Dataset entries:
════════

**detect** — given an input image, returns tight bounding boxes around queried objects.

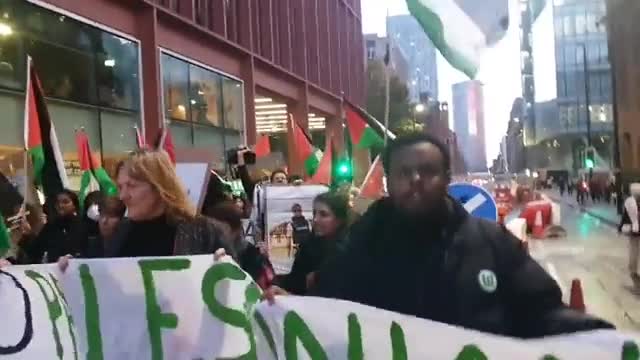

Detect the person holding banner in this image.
[25,189,89,263]
[104,150,234,258]
[206,199,275,289]
[267,191,350,296]
[307,133,613,338]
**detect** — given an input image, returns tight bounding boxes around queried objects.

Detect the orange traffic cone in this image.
[569,279,586,313]
[532,210,545,238]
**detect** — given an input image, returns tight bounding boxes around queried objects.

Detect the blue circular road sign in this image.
[448,182,498,222]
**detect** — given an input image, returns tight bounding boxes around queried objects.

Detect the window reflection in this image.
[0,17,22,90]
[162,54,189,121]
[0,0,142,189]
[222,77,244,131]
[96,33,140,110]
[190,64,222,126]
[26,38,96,104]
[160,52,245,157]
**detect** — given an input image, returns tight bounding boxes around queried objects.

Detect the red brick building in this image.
[0,0,365,181]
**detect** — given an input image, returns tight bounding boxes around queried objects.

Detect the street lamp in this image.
[577,43,593,179]
[414,103,426,131]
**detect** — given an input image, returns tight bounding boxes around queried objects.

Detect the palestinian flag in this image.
[309,136,333,185]
[345,106,387,150]
[154,126,176,165]
[406,0,509,79]
[290,115,322,177]
[0,213,10,258]
[254,134,271,158]
[531,0,547,22]
[75,130,117,211]
[24,57,69,200]
[360,155,386,200]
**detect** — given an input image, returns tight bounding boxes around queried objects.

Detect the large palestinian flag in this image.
[308,136,334,186]
[290,115,322,177]
[75,130,117,211]
[346,106,385,151]
[24,57,68,202]
[406,0,509,79]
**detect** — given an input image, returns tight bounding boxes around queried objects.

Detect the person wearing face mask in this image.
[104,150,234,259]
[25,189,88,263]
[84,195,126,258]
[267,192,350,295]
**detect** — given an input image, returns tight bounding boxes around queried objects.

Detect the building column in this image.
[326,114,344,154]
[287,83,309,176]
[136,6,162,145]
[242,56,257,146]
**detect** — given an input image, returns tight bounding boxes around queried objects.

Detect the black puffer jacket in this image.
[282,231,347,295]
[312,197,614,338]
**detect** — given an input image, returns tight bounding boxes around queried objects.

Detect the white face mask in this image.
[86,204,100,222]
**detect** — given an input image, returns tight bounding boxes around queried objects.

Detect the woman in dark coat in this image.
[26,189,88,263]
[105,150,233,258]
[279,191,350,295]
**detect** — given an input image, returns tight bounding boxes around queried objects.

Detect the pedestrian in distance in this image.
[558,179,566,197]
[618,183,640,288]
[267,133,614,339]
[576,178,588,206]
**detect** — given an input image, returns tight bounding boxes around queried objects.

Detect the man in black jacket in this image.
[311,133,613,338]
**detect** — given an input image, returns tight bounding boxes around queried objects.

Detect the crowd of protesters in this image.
[0,133,617,340]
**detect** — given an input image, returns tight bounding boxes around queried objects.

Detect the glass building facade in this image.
[0,0,247,187]
[387,15,439,102]
[551,0,613,170]
[160,52,245,166]
[0,0,141,187]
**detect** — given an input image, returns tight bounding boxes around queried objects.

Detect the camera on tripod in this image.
[226,146,256,165]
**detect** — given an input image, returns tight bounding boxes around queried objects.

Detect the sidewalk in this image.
[543,189,619,227]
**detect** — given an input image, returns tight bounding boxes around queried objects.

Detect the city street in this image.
[529,195,640,331]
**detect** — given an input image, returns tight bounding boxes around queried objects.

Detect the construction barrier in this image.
[550,201,562,226]
[520,200,552,231]
[531,210,545,239]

════════

### ACTIVITY
The answer must restate every entry word for word, with the pictures left out.

### OUTPUT OF THE EXERCISE
**detect** — given an input image, returns tight bounding boxes around queried objects.


Detect the person holding banner in this image.
[25,189,89,263]
[104,150,234,258]
[206,199,275,289]
[267,191,350,296]
[307,133,613,338]
**detect** — given an input image, returns tight bounding boxes around queried objects.

Detect the orange traffic cone in this image.
[569,279,586,313]
[532,210,545,238]
**detect** — given an input image, returns tight bounding boxes around queried objects.

Detect the blue circular road sign in this image.
[448,182,498,222]
**detect** — given an input image, returns tight bounding boxes around queried objects.

Detect the window reflection in this image.
[0,17,22,90]
[162,54,189,121]
[0,0,142,189]
[222,77,244,131]
[96,33,140,110]
[190,64,222,126]
[26,38,96,104]
[160,52,245,157]
**detect** — given an input image, returns tight bounding boxes around queried objects.

Detect the red brick building in this image.
[0,0,365,181]
**detect** — given an input image, returns tight bounding boxes around queried objects.

Detect the street lamp in this image.
[577,43,593,179]
[414,103,426,131]
**detect** — given an input image, returns tight bounding boxes around queried objects.

Detect the palestinian flag in this image.
[309,136,333,185]
[345,106,387,150]
[154,126,176,165]
[406,0,509,79]
[290,115,322,177]
[0,213,10,258]
[254,134,271,158]
[531,0,547,22]
[75,130,117,211]
[24,57,69,200]
[360,155,386,200]
**detect** — given an input image, returns tight bounding boxes around queried objects.

Detect the large palestinian flag in this image.
[308,136,334,186]
[290,115,322,177]
[75,130,117,211]
[346,106,385,151]
[24,57,68,202]
[406,0,509,79]
**detect** — given an input image, returns tight bounding boxes around queried objects.

Detect the person wearing face mask in this image.
[104,150,234,259]
[25,189,88,263]
[84,195,126,258]
[267,192,350,295]
**detect** — given an input image, returns tight bounding boxes around queried objects.

Detect the building column in this image.
[326,114,344,154]
[287,83,309,176]
[136,6,162,145]
[242,56,257,146]
**detect** — given an input image, returns tight bounding boxes around queried objects.

Detect the black puffer jacket in this image.
[282,231,347,295]
[312,197,614,338]
**detect** — given an input image, returns tight bounding boxes around queried objects.

Detect the white face mask in this image.
[86,204,100,222]
**detect** — given an input image, returns tight bounding boxes around queried objects.

Detect the woman in dark coat in this image.
[26,189,88,263]
[105,150,233,258]
[279,191,350,295]
**detect** — given an input image, returns tight bounding boxes around queried objects.

Detect the pedestrian in distance in this image.
[558,179,566,197]
[618,183,640,288]
[267,133,614,339]
[576,178,588,206]
**detect** — given an input image, returns tight bounding boxes around queried objects.

Detect the man in black jacket in this image.
[311,133,613,338]
**detect** — given an input image, returns tight bounding boxes around queried objects.

Detect the crowd of protesters in this image.
[0,133,617,340]
**detect** — given an input image, returns tight bounding boxes around queried objects.

Detect the glass building facade in this image.
[0,0,247,187]
[387,15,439,102]
[551,0,613,170]
[160,52,245,166]
[0,0,141,187]
**detect** — given an input image, returns tight bounding boxes around queried objects.

Detect the camera on tripod in this image.
[226,146,256,165]
**detect** — given an input image, returns tight bounding boxes around queried objects.

Detect the sidewalk in this image.
[543,189,619,227]
**detect** — given an input image, returns tight bounding boxes around queried objects.

Detect the city street in this image.
[529,195,640,331]
**detect** — given an input image, returns tight bounding boxes around queried objects.

Detect the construction barrier in this image.
[550,201,562,226]
[520,200,552,231]
[531,210,545,239]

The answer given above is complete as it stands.